### Text segment

^^^^^^^^^^^^^^^^

The pre-sieve encloses part of the circumference of the conveyor screw in an axial end portion of the conveyor screw. This means that the pre-sieve is in close proximity to an end portion of the conveyor screw so that this conveyor screw conveys all material not falling through the elongated openings towards the end of the pre-sieve so that particularly threads and wires are easily separated from the particulate material falling through the elongated openings. This close proximity also prevents clogging of or material nest buildup on the pre-sieve.
To achieve such close proximity, the radial distance between the conveyor screw and the pre-sieve is less than 10%, preferably less than 5% of the conveyor screw diameter.
The pre-sieve comprises elongate openings formed by fingers extending towards an end portion of the pre-sieve with the tips of the fingers not being connected in that end portion. This structure effectively prevents clogging and material buildup on the pre-sieve as any material reaching the end portion of the pre-sieve can easily fall off without structural elements transversal to the conveying direction potentially blocking the material. In particular, wires and threads cannot be blocked or get entangled at this end portion.

^^^^^^^^^^^^^^^^

### Recorded data

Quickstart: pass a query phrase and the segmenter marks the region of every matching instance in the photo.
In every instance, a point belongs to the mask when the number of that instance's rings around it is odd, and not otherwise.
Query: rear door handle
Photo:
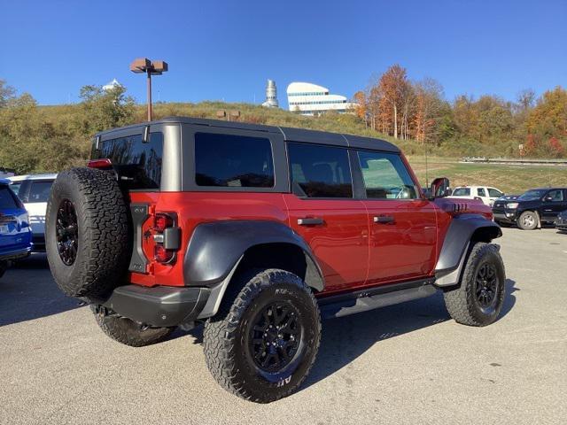
[[[323,224],[325,220],[320,217],[298,219],[298,224],[299,226],[313,226],[317,224]]]
[[[374,217],[375,223],[393,223],[393,216],[392,215],[377,215]]]

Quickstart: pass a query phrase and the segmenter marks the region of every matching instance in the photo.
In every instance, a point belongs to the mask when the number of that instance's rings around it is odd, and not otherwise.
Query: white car
[[[488,206],[493,204],[504,193],[496,188],[488,186],[459,186],[453,189],[450,197],[462,199],[480,199]]]
[[[45,251],[45,212],[51,185],[57,174],[29,174],[8,177],[10,187],[24,203],[32,228],[34,251]]]

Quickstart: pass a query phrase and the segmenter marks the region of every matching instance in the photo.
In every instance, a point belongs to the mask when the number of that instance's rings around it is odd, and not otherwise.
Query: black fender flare
[[[250,248],[267,243],[291,243],[303,251],[306,283],[324,289],[324,279],[309,245],[285,224],[274,220],[238,220],[202,223],[195,228],[183,259],[185,286],[212,287],[234,272]]]
[[[478,241],[491,242],[501,236],[500,226],[482,215],[455,216],[447,231],[435,266],[436,285],[450,286],[459,282],[469,247],[475,236]]]

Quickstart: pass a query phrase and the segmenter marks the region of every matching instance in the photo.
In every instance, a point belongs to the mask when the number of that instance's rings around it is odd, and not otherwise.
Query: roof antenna
[[[428,167],[427,167],[427,141],[423,140],[423,144],[425,145],[425,187],[429,188],[429,174],[428,174]]]

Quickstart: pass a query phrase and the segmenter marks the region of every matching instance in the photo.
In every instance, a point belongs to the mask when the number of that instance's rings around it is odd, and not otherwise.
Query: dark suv
[[[89,166],[51,190],[57,283],[128,345],[205,322],[209,370],[244,398],[300,385],[322,316],[438,290],[460,323],[490,324],[501,309],[490,208],[440,197],[447,179],[424,197],[387,142],[170,118],[97,135]]]
[[[493,205],[497,222],[517,224],[524,230],[551,223],[564,210],[567,210],[565,188],[532,189],[513,201],[497,199]]]

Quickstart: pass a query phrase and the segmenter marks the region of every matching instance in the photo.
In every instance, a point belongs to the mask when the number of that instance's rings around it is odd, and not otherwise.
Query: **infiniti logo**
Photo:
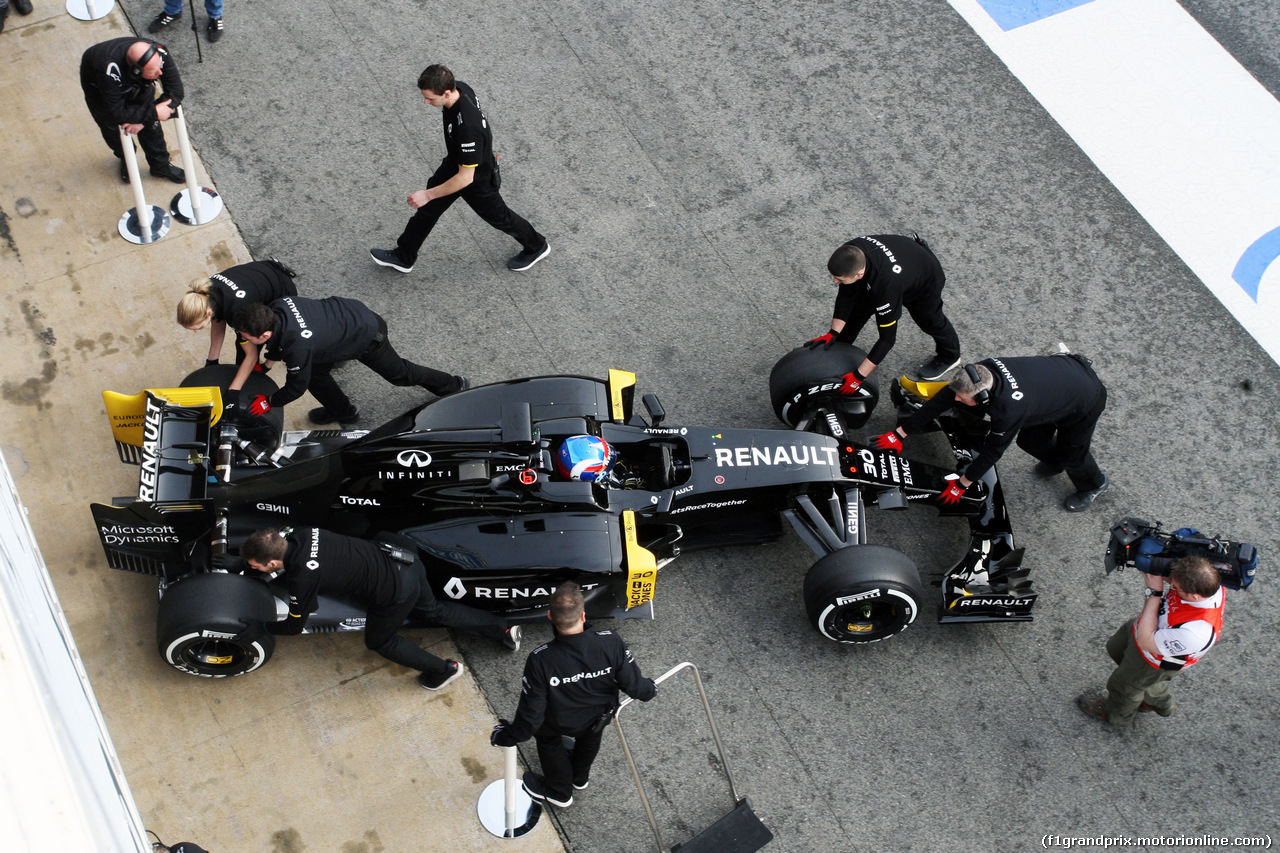
[[[401,451],[396,461],[404,467],[428,467],[431,464],[431,455],[426,451]]]

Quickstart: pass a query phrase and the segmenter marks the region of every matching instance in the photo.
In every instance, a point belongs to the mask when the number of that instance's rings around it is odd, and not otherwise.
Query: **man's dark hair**
[[[453,72],[444,65],[428,65],[426,70],[417,76],[417,87],[436,95],[444,95],[458,85],[453,79]]]
[[[261,337],[264,332],[275,328],[275,311],[261,302],[246,305],[236,311],[236,316],[232,318],[232,328],[251,338]]]
[[[248,539],[241,546],[241,560],[266,565],[273,560],[284,560],[289,543],[284,540],[275,528],[262,528],[248,534]]]
[[[575,628],[582,619],[582,588],[566,580],[552,596],[552,625],[559,630]]]
[[[1169,569],[1169,579],[1178,584],[1188,596],[1203,596],[1208,598],[1222,585],[1222,576],[1217,574],[1204,557],[1181,557],[1174,561]]]
[[[831,260],[827,261],[827,272],[837,278],[858,275],[864,269],[867,269],[867,255],[858,246],[847,243],[832,252]]]

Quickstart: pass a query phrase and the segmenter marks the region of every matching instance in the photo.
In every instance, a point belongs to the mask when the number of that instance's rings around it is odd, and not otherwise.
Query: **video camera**
[[[1194,528],[1165,533],[1160,521],[1152,524],[1134,517],[1121,519],[1111,528],[1103,565],[1108,575],[1116,569],[1134,566],[1148,575],[1167,578],[1180,557],[1204,557],[1222,576],[1222,585],[1230,589],[1248,589],[1258,569],[1258,549],[1248,542],[1206,537]]]

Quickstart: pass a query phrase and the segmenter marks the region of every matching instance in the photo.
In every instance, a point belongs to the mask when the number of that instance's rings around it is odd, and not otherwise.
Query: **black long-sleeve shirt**
[[[995,383],[987,414],[991,432],[978,456],[965,469],[970,480],[980,479],[1012,443],[1024,426],[1078,424],[1091,415],[1103,393],[1102,382],[1070,356],[986,359]],[[902,421],[910,435],[956,405],[956,394],[943,388],[914,415]]]
[[[893,348],[902,306],[919,296],[941,287],[945,280],[938,259],[928,248],[910,237],[897,234],[872,234],[854,237],[845,246],[856,246],[867,256],[867,270],[851,284],[841,284],[836,293],[832,316],[849,321],[858,305],[870,305],[879,337],[867,357],[881,364]],[[858,329],[841,333],[837,339],[852,343]]]
[[[621,637],[590,626],[580,634],[557,634],[525,661],[516,719],[499,744],[515,745],[536,731],[580,734],[617,706],[620,689],[641,702],[658,692]]]
[[[311,384],[315,364],[358,359],[379,332],[379,319],[360,300],[330,296],[308,300],[287,296],[270,305],[275,313],[265,357],[288,365],[284,387],[270,396],[273,409],[287,406]]]
[[[320,528],[298,528],[284,552],[284,585],[289,589],[289,616],[269,622],[273,634],[301,634],[316,611],[320,594],[352,596],[370,605],[396,601],[399,573],[390,557],[371,542]]]
[[[81,86],[86,99],[92,101],[91,105],[109,115],[115,124],[150,124],[157,118],[155,81],[129,73],[129,47],[140,41],[160,47],[164,69],[159,79],[164,86],[164,97],[173,102],[174,109],[182,105],[186,93],[178,63],[157,42],[136,36],[99,42],[81,56]]]

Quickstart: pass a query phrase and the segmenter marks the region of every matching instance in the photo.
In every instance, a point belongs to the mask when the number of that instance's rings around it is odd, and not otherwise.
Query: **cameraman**
[[[1171,716],[1178,706],[1169,679],[1199,661],[1222,633],[1226,594],[1208,560],[1175,560],[1167,589],[1160,575],[1144,574],[1143,579],[1142,612],[1107,640],[1116,670],[1107,679],[1106,698],[1085,693],[1075,701],[1080,711],[1114,726],[1132,725],[1138,711]]]

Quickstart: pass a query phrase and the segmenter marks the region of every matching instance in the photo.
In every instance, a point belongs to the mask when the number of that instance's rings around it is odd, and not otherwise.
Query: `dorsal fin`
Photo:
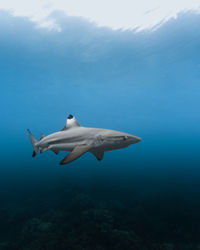
[[[45,137],[44,134],[41,134],[40,140],[42,140],[44,137]]]
[[[73,115],[69,115],[67,117],[67,120],[66,120],[66,125],[62,129],[62,131],[69,129],[69,128],[75,128],[75,127],[80,127],[80,124],[78,123],[78,121],[76,120],[76,118]]]

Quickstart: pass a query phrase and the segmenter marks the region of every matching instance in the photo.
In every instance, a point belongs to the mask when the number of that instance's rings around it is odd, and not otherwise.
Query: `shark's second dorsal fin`
[[[69,128],[75,128],[75,127],[80,127],[80,124],[78,123],[78,121],[73,115],[69,115],[67,117],[65,127],[61,131],[67,130]]]

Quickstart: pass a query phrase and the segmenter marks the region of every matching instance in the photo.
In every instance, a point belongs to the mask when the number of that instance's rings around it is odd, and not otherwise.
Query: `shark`
[[[47,136],[42,134],[40,140],[37,140],[29,129],[27,130],[33,146],[32,157],[38,152],[43,153],[47,150],[55,154],[59,151],[69,151],[60,165],[68,164],[87,152],[101,161],[105,151],[126,148],[141,141],[140,137],[116,130],[83,127],[71,114],[67,117],[62,130]]]

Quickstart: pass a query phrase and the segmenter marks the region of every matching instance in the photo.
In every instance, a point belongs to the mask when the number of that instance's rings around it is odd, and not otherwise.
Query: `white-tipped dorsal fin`
[[[75,128],[75,127],[80,127],[80,124],[76,120],[76,118],[73,115],[69,115],[66,120],[66,125],[62,130],[66,130],[69,128]]]
[[[69,153],[61,162],[60,165],[70,163],[78,159],[81,155],[85,154],[91,149],[90,145],[76,146],[71,153]]]

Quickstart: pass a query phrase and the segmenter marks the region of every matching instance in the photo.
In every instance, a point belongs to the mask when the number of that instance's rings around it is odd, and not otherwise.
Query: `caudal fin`
[[[30,138],[30,141],[31,141],[31,144],[33,146],[33,154],[32,154],[32,157],[35,157],[39,148],[36,146],[36,143],[38,142],[38,140],[31,134],[31,131],[29,129],[27,129],[28,131],[28,135],[29,135],[29,138]]]

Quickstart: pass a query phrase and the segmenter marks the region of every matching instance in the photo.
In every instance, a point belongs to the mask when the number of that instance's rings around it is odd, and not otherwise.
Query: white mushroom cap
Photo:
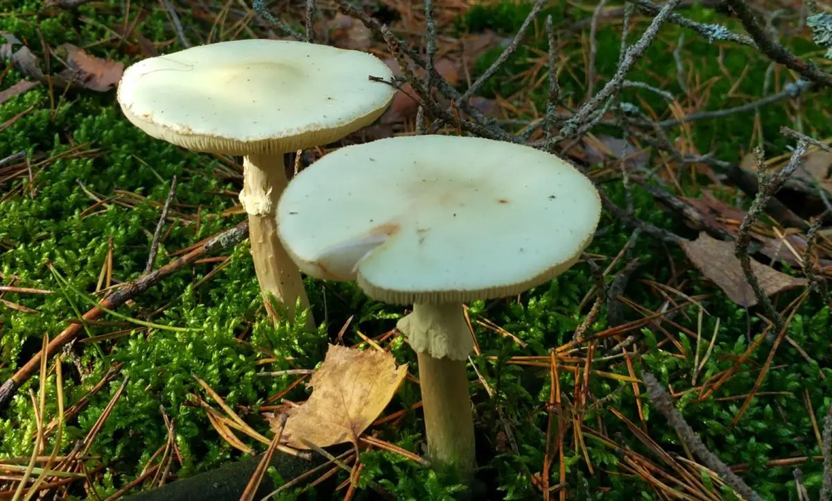
[[[278,204],[300,270],[392,304],[518,294],[562,273],[601,216],[592,183],[546,152],[475,137],[382,139],[329,153]]]
[[[284,40],[235,40],[151,57],[124,72],[121,110],[157,139],[197,151],[278,154],[326,144],[370,124],[393,73],[359,51]]]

^^^^^^^^^^^^^^^^

### Stated goal 1
Retype the pre-sieve passage from "To achieve such" up to and including "this end portion.".
### Stated goal 2
Pull out each line of the rows that contains the string "dorsal", matching case exactly.

### Complete output 1
To achieve such close proximity, the radial distance between the conveyor screw and the pre-sieve is less than 10%, preferably less than 5% of the conveyor screw diameter.
The pre-sieve comprises elongate openings formed by fingers extending towards an end portion of the pre-sieve with the tips of the fingers not being connected in that end portion. This structure effectively prevents clogging and material buildup on the pre-sieve as any material reaching the end portion of the pre-sieve can easily fall off without structural elements transversal to the conveying direction potentially blocking the material. In particular, wires and threads cannot be blocked or get entangled at this end portion.

### Complete output 2
Query: `dorsal fin`
Query: `shark's second dorsal fin`
Query: `white-tipped dorsal fin`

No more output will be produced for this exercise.